Your task:
Extract every line from the pointing dataset records that contains the string "stem".

Pointing dataset records
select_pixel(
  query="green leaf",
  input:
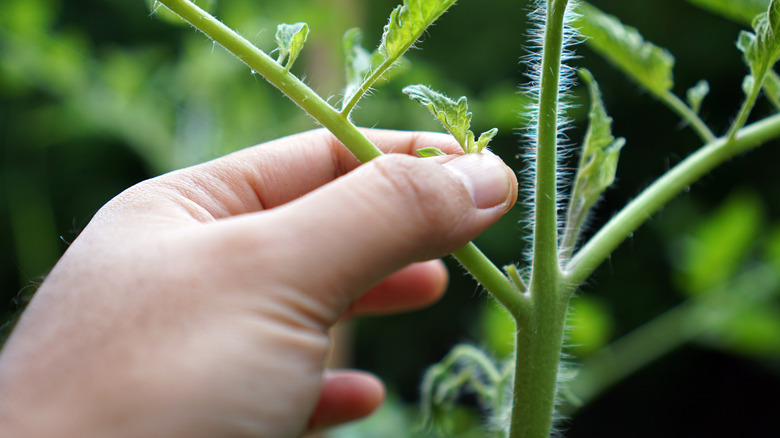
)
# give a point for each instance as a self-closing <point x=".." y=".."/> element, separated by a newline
<point x="646" y="63"/>
<point x="162" y="12"/>
<point x="429" y="152"/>
<point x="590" y="325"/>
<point x="600" y="150"/>
<point x="717" y="249"/>
<point x="406" y="25"/>
<point x="752" y="331"/>
<point x="360" y="63"/>
<point x="696" y="95"/>
<point x="742" y="11"/>
<point x="761" y="48"/>
<point x="455" y="116"/>
<point x="290" y="38"/>
<point x="772" y="88"/>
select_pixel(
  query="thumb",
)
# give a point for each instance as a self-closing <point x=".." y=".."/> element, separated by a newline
<point x="395" y="210"/>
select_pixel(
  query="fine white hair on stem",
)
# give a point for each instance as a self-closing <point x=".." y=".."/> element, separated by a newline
<point x="567" y="78"/>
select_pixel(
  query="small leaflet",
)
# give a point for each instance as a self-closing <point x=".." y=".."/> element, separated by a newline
<point x="454" y="115"/>
<point x="600" y="150"/>
<point x="429" y="152"/>
<point x="290" y="38"/>
<point x="406" y="25"/>
<point x="696" y="95"/>
<point x="761" y="48"/>
<point x="646" y="63"/>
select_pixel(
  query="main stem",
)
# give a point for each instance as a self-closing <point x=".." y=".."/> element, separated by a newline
<point x="540" y="331"/>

Response for this exercise:
  query="fine white hair on stem",
  query="main stem",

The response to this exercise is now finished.